*** Opening PROVIDED MATERIAL ***

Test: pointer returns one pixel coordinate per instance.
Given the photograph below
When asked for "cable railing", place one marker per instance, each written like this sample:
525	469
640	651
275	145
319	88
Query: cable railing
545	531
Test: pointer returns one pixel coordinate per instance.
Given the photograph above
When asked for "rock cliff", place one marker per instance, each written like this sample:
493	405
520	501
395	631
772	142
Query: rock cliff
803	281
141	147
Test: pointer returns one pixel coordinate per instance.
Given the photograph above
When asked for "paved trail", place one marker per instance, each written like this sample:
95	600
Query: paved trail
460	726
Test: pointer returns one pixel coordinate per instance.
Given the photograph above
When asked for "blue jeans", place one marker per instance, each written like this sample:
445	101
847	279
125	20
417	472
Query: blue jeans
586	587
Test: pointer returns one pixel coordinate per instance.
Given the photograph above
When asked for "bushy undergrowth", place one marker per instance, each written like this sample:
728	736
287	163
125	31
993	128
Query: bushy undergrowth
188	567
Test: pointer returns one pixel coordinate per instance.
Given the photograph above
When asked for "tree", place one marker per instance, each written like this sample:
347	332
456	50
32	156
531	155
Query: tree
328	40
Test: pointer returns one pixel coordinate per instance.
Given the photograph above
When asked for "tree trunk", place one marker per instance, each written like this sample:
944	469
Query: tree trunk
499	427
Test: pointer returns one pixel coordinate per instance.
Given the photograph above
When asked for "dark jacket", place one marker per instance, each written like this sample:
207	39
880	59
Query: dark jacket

*** Closing PROVIDED MATERIAL ***

### THE PROBLEM
Nothing in the entries should be skipped. Output them all exactly.

### RESPONSE TO THE TASK
Test: pointer returns one pixel coordinate per instance.
Given the photograph below
When asked for "cable railing", place one marker per instance, each written like this sample:
525	469
640	651
275	145
319	88
Query: cable railing
545	531
Test: pointer returns one pixel coordinate per instance.
Given the photograph above
When asked for "rock cliff", place one marker per instance, each written like this sample:
493	405
520	501
395	631
772	142
Query: rock cliff
803	281
141	147
Test: pointer returns one pixel coordinate per instance.
Given the photograph above
When asked for "paved trail", place one marker per instance, each written like this sample:
95	600
Query: paved trail
460	726
Test: pointer returns one pixel coordinate per instance.
Given the photograph above
When asked for "blue jeans", place one marker per instance, each written like this sample:
445	101
847	279
125	20
417	472
Query: blue jeans
586	587
Test: pointer returns one pixel coordinate per instance.
Given the photograph above
When asked for "bushy undergrowth", place one marker per instance, each written like this sample:
728	736
287	163
125	31
993	128
Query: bushy undergrowth
188	567
Test: pointer returns one pixel coordinate per instance.
Given the photograph above
When asked for "tree", place one marker per instance, each written like this sample:
347	332
456	50
32	156
531	155
Query: tree
328	40
Test: pointer returns one pixel coordinate per instance.
Given the photograph above
When asked for "tree trunk", place one marker per instance, each written like this sample:
944	469
Query: tree trunk
499	427
Test: pointer returns one pixel coordinate per instance.
Given the photograph above
When asked for "dark jacket", place one marker per instance, each written like this sample:
207	39
880	59
Query: dark jacket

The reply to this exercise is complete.